Here's a few assumptions that we make because of the LAM/MPI environment:
- LAM/MPI is completely user-level. All processes belong to the user -- nothing runs as
root. That is, each user has their own set of lamd's and user MPI programs.
- LAM/MPI currently cannot "overlap" universes except in batch systems. By "overlap", I mean have multiple, different LAM universes of the same user on the same machine. i.e., while a user can run as many MPI programs as they want in a single LAM/MPI universe (and even have them share the same machines safely without interfering with each other), you cannot have multiple LAM/MPI universes on the same machine without a special exception. It will be trivial to make LAM be able to overlap universes in a Condor environment, but I felt that I should mention this.
The "checkpointing sockets" problem
So the Condor project has a library that can checkpoint a running program and start it up again at a later point. It can even migrate it to a different machine. That is, it serializes the entire image of the process (stacks, heap, program, data, etc., etc.) and dumps it into a file (or socket, apparently). The astute reader will recognize that things like open files will present a problem in this scheme -- particularly in the case of migration. i.e., if a process has an open file and it migrates to a new node, what happens with read() and write() calls in the process to that open file on the new node?
The answer is that the library leaves a "proxy" agent (I think their terminology for it is a "shadow process") back on the original node. So read() and write() calls on the new node are proxied back to the original node where the real operation takes place, and the result is piped back to the new node where the program is running.
This is all fine and good for most system calls -- i.e., intercept all system calls, shuttle them back to the proxy agent, and then pipe the results back -- but it doesn't work for sockets. More to the point, it could work with sockets (at least I think it could), but then performance on the sockets will suck, and that is unfortunately important to us in MPI-land (i.e., latency would rise dramatically, and there could be potential bandwidth issues as well, depending on the proxy implementation). Hence, we have "the socket problem".
The solution is to close all sockets before allowing an MPI job to be checkpointed, and then re-establish them after the job has been restarted. Multiple problems arise from this, though. The MPI job will assumedly still know where its sibling ranks were located (and could therefore reestablish sockets to them), but zero or more ranks may have moved -- so trying to establish sockets to the old addresses may not work anymore. LAM needs to become aware of which ranks moved and where they moved to.
This is particularly problematic with LAM's shared memory/TCP scheme. i.e., if rank X migrates, it needs to re-figured out if rank Y is on the same machine or not. Specifically, it needs to re-initialize its entire connection table and either [re]connect its sockets, or [re]setup shared memory to communicate with Y. Even more generally than the TCP/shmem problem, this is definitely going to change the RPI somehow.
There are other issues as well -- how do we start up a LAM job under Condor? LAM currently uses a separate daemon process (the lamd) for a bunch of additional services, such as process control (fork/kill), an out-of-band message channel, and a global database for arbitrary key=value pairs (for MPI-2 MPI_PUBLISH). I guess it also functions as a scope mechanism as well -- providing a "universe" for a single user.

····················

### Jobs
- 1) Retype the stretch of the LAM/MPI checkpointing note from "The answer is" through "program is running.".
- 2) Extend the LAM/MPI checkpointing note past its last sentence.

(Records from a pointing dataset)
····················

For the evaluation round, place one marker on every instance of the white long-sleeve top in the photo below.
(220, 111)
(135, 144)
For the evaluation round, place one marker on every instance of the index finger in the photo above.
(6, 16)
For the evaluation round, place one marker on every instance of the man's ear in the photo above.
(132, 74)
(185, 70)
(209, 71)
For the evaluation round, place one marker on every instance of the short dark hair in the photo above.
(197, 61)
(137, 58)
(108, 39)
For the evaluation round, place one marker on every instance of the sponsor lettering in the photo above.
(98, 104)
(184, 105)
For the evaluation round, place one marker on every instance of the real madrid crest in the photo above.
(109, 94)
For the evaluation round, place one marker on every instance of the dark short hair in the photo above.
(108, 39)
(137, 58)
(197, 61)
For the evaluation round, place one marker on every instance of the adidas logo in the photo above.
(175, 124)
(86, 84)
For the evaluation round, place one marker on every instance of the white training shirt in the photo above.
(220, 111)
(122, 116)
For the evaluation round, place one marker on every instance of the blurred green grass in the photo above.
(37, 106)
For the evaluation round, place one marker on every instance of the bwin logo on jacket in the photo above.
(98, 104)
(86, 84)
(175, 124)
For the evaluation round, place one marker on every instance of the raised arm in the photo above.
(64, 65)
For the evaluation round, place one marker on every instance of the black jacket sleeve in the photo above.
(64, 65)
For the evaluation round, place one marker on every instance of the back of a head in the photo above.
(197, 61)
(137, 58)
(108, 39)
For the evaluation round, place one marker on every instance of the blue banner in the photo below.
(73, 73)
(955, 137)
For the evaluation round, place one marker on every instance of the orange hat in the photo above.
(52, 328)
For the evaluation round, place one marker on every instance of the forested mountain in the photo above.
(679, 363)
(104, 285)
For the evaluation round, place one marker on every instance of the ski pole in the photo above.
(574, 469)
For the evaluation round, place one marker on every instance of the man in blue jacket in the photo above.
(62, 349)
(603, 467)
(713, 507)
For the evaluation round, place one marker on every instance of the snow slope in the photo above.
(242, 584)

····················

### Results of the exercise
- 1)
The answer is that the library leaves a "proxy" agent (I think their terminology for it is a "shadow process") back on the original node. So read() and write() calls on the new node are proxied back to the original node where the real operation takes place, and the result is piped back to the new node where the program is running.

- 2)
Possibilities
For efficiency reasons, we may only want to only checkpoint/migrate some ranks -- not all of them. Hence, there are two kinds of ranks: a rank that will get checkpointed (and possibly migrated), and a rank that will not. It seems to make sense to notify the entire parallel application (i.e., all ranks) when even one rank is checkpointed with intent to exit (e.g., because it will be migrated). So there's even two types of checkpoints: (a) one to just save the process's state (i.e., checkpoint the entire parallel application just for save/backup purposes), (b) and one to migrate one or more of the ranks to a different node.
We'll discuss (b) first (checkpointing for the purpose of migrating), because it lays the groundwork for (a).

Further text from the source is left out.